• [BLOCCO TESTO]:
--------

La 64enne è morta il 19 ottobre 2015 dopo uno shock settico, sopraggiunto nel decorso post operatorio all’interno della clinica in cui era stata ricoverata - il 15 giugno sempre dello stesso anno - e dove era stata sottoposta a un intervento chirurgico per una patologia cardiaca. Per i figli e i nipoti, si sarebbe trattato di un caso di malasanità. Di qui la decisione di affidarsi a un legale e di richiedere un risarcimento in sede civile. Che il tribunale ha riconosciuto. I figli della donna hanno spiegato che, nonostante la terapia antibiotica specifica fosse stata avviata solo 5 giorni prima, la madre venne dimessa il 13 luglio 2015 con prescrizione farmacologica per le patologie dalle quali era già affetta (ipertensione arteriosa, cardiopatia ischemica, diabete mellito), senza alcuna indicazione su una terapia antibiotica da seguire dopo l'operazione, e senza alcuna menzione dela febbre registrata durante la degenza.

--------

• [Dati di origine]:
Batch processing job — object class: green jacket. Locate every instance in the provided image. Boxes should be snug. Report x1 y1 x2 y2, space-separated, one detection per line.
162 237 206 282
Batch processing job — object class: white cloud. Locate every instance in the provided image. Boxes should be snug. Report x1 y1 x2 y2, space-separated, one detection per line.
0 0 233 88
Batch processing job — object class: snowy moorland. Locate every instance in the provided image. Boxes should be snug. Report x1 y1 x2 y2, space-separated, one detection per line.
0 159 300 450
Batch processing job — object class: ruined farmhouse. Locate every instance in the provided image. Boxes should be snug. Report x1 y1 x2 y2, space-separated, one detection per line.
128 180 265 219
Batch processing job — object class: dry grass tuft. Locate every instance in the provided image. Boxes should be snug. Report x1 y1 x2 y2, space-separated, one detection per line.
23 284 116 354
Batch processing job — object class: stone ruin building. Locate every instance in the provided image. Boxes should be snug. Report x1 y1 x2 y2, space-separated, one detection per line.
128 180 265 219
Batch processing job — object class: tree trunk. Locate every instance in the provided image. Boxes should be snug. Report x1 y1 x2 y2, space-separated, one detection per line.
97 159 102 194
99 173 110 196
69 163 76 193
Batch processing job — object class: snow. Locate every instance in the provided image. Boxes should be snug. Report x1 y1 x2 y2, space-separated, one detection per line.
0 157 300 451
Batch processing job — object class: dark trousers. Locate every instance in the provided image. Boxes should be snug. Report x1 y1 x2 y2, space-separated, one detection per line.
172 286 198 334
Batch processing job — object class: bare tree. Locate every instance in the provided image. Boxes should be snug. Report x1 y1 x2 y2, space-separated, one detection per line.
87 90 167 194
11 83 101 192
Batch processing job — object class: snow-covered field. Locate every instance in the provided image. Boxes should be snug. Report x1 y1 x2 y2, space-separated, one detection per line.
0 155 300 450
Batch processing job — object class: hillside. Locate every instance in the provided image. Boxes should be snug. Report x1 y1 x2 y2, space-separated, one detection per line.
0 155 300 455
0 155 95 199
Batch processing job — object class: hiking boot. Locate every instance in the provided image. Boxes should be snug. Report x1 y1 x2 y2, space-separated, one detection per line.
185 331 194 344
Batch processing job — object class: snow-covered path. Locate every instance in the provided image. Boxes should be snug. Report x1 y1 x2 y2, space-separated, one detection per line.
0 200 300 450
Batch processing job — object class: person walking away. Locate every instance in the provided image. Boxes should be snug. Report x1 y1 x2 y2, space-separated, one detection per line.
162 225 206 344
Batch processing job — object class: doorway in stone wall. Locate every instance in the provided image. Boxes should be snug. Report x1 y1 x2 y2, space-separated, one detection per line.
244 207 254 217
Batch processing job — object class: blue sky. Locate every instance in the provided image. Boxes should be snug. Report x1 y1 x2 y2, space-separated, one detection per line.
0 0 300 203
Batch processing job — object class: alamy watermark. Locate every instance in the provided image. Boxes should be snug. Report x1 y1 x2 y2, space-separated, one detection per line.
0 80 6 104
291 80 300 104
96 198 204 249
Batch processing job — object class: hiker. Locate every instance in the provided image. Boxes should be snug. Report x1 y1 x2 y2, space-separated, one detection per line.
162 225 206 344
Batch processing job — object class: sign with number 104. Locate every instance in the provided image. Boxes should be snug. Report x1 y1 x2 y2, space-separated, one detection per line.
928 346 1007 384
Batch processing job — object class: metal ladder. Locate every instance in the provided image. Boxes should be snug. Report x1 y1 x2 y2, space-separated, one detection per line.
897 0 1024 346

--------

• [IL TUO COMPITO]:
Come riassumeresti in due frasi il testo sulla morte della donna di 64 anni?

• [RISPOSTA ATTESA]:
Una donna di 64 anni è morta il 19 ottobre 2015 per uno shock settico sopraggiunto dopo un intervento per una patologia cardiaca nella clinica in cui era ricoverata dal 15 giugno. I figli e i nipoti, ritenendolo un caso di malasanità, hanno chiesto un risarcimento in sede civile, riconosciuto dal tribunale, sostenendo che era stata dimessa il 13 luglio senza indicazioni su una terapia antibiotica e senza menzione della febbre avuta durante la degenza.